ASSIGNED TASK 1:
In the summary on Arp2/3 complex activity in mESC differentiation, which two previously unreported indicators of mESC differentiation are identified?
ASSIGNED TASK 2:
Extend the summary on Arp2/3 complex activity in mESC differentiation beyond its final sentence.

PASSAGE FOR REVIEW:
■ ■ ■

Summary
Mouse embryonic stem cells (mESCs), a model for differentiation into primed epiblast-like cells (EpiLCs), have revealed transcriptional and epigenetic control of early embryonic development. The control and significance of morphological changes, however, remain less defined. We show marked changes in morphology and actin architectures during differentiation that depend on Arp2/3 complex but not formin activity. Inhibiting Arp2/3 complex activity pharmacologically or genetically does not block exit from naive pluripotency but attenuates increases in EpiLC markers. We find that inhibiting Arp2/3 complex activity delays formative pluripotency and causes globally defective lineage specification as indicated by RNA-sequencing, with significant effects on TBX3-depedendent transcriptional programs. We also identify two previously unreported indicators of mESC differentiation; MRTF and FHL2, which have inverse Arp2/3 complex-dependent nuclear translocation. Our findings on Arp2/3 complex activity in differentiation and the established role of formins in EMT indicate that these two actin nucleators regulate distinct modes of epithelial plasticity.

■ ■ ■

PROVIDED RECORDS:
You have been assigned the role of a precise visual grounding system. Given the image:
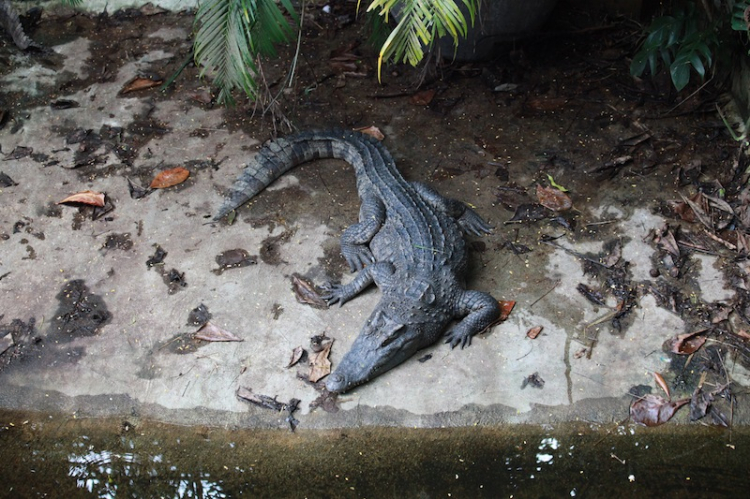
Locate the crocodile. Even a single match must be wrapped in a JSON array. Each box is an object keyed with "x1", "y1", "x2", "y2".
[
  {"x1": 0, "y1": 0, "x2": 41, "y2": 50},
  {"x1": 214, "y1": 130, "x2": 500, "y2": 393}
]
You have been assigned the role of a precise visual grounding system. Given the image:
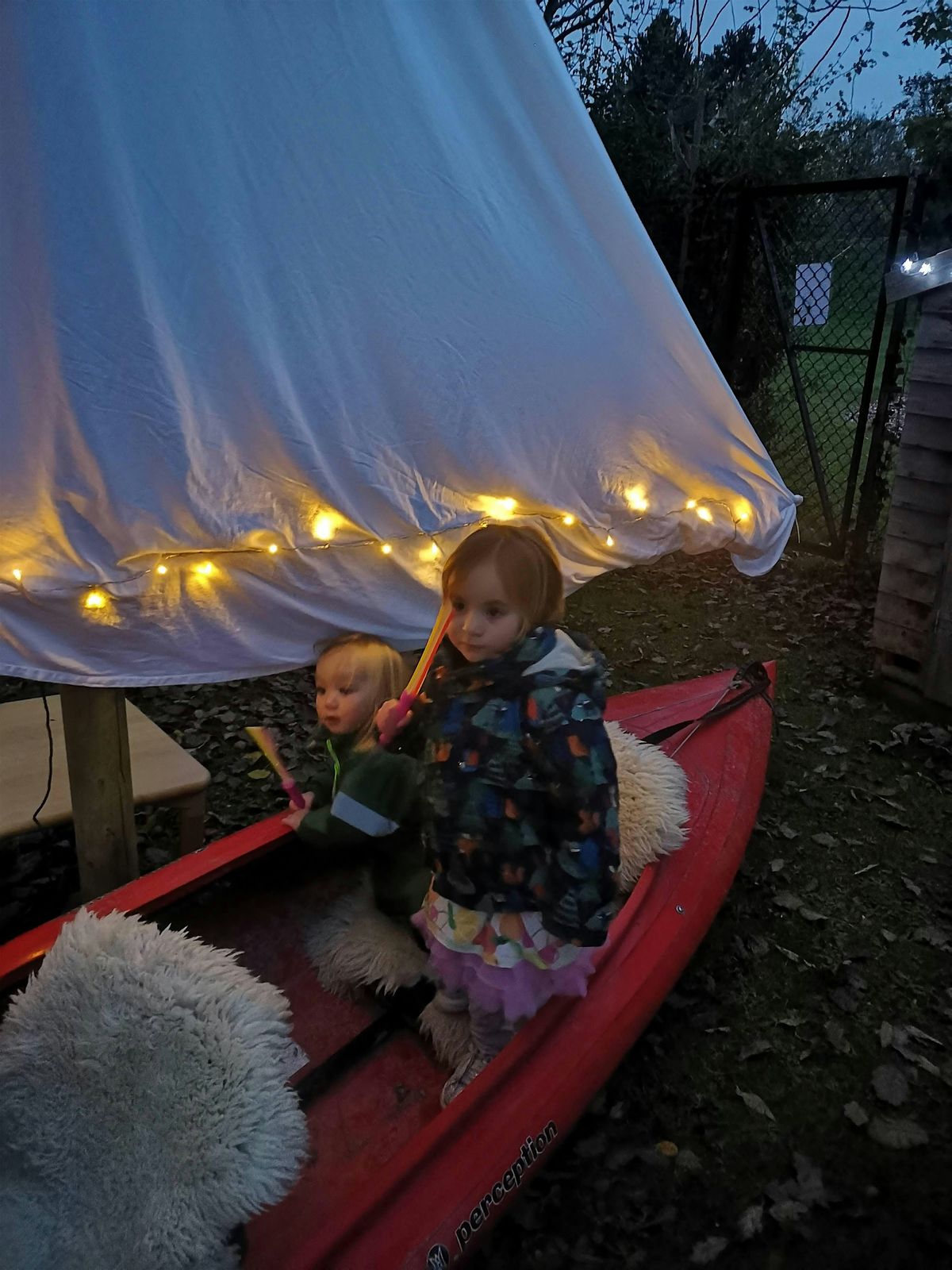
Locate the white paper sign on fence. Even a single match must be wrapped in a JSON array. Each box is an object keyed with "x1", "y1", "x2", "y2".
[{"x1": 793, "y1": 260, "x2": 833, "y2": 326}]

■ ■ ■

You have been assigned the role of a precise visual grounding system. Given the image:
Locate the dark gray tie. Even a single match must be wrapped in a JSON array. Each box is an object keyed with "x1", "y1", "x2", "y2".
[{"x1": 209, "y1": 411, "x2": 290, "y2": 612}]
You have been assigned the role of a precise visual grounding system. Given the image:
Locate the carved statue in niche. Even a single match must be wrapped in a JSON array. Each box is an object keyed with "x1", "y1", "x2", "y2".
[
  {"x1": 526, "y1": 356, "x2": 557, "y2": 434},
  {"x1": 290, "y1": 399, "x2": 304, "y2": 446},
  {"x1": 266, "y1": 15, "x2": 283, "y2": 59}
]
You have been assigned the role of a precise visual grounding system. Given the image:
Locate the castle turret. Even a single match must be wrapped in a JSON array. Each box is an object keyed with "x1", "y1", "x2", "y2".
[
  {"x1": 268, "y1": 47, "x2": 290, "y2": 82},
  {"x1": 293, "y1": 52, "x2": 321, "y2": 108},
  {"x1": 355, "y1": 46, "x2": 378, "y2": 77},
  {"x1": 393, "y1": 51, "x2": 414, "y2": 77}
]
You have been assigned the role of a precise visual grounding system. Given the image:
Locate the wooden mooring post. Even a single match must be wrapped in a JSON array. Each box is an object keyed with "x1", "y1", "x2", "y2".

■ ■ ■

ANSWER 1:
MRTF and FHL2

ANSWER 2:
Highlights
Arp2/3 complex activity is necessary for morphology changes during differentiation
Arp2/3 complex activity regulates transcriptional markers of differentiation
Inhibiting Arp2/3 complex activity delays entry into formative pluripotency
Arp2/3 complex activity-dependent shuttling of FHL2 and MRTF occurs in mESCs
Competing Interest Statement
The authors have declared no competing interest.
Footnotes
eTOC Aloisio and Barber report a role for Arp2/3 complex activity in morphological and transcriptional changes with mESC differentiation. The authors reveal that inhibiting Arp2/3 complex activity delays entry into formative pluripotency, offering further mechanistic insight on this recently identified transition. Global examination of lineage specification using RNA-sequencing suggests a role for Arp2/3 complex activity in TBX3-dependent transcriptional programs during differentiation.